### THE EXERCISE
Switch "van tail light" to "truck tail light" in the lines running from the start through the line holding "651 271 L 648", inclusive, and give only those lines again with nothing else changed.

╭──

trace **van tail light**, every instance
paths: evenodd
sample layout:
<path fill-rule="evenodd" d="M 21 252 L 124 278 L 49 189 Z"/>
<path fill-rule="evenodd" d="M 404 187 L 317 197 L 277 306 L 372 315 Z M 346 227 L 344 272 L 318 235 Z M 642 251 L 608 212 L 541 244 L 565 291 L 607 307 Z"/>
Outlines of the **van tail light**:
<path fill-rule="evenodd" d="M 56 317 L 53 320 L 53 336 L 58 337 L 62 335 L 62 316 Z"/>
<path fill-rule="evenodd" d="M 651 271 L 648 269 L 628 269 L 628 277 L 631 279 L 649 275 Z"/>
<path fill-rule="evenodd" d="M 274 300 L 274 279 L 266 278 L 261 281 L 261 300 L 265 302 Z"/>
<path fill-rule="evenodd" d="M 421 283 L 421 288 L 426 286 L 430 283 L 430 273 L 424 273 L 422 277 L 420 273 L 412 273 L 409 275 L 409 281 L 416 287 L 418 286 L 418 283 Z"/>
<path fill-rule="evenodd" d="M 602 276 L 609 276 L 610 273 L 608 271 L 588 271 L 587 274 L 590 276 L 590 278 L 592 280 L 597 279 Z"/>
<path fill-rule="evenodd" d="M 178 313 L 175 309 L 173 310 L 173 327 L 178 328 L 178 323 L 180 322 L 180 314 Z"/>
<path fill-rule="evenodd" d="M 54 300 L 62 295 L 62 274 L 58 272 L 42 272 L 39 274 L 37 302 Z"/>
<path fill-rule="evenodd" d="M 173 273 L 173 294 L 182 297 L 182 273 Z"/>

╰──

### COMPLETED TASK
trace **truck tail light**, every instance
paths: evenodd
sample layout:
<path fill-rule="evenodd" d="M 21 252 L 124 278 L 49 189 Z"/>
<path fill-rule="evenodd" d="M 404 187 L 317 197 L 277 306 L 372 315 Z M 346 227 L 344 272 L 318 235 Z M 642 251 L 608 212 L 541 244 L 565 291 L 607 307 Z"/>
Outlines of the **truck tail light**:
<path fill-rule="evenodd" d="M 56 317 L 53 320 L 53 336 L 58 337 L 62 335 L 62 316 Z"/>
<path fill-rule="evenodd" d="M 651 271 L 648 269 L 628 269 L 628 277 L 631 279 L 649 275 Z"/>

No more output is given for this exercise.